- **Task objective**: Please copy out every line of the items below word for word. Omit the pictures from your answer.

[Region outline entries]
****************

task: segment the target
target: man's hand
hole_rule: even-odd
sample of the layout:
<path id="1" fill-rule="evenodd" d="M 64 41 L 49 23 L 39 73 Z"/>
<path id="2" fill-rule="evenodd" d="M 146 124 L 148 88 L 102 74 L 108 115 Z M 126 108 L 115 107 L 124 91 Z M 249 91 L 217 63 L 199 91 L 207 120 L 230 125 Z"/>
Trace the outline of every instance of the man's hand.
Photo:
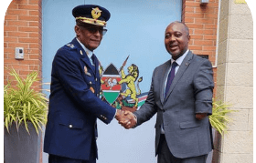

****************

- **The answer**:
task: segment the target
target: man's hand
hole_rule: even-odd
sample of the layout:
<path id="1" fill-rule="evenodd" d="M 64 41 L 49 23 L 39 73 Z"/>
<path id="2" fill-rule="evenodd" d="M 146 124 L 148 88 L 102 74 L 108 115 Z M 126 108 L 115 107 L 124 91 Z M 249 91 L 217 63 L 199 91 L 207 120 L 230 125 Z"/>
Trace the outline of every instance of the man's hand.
Photo:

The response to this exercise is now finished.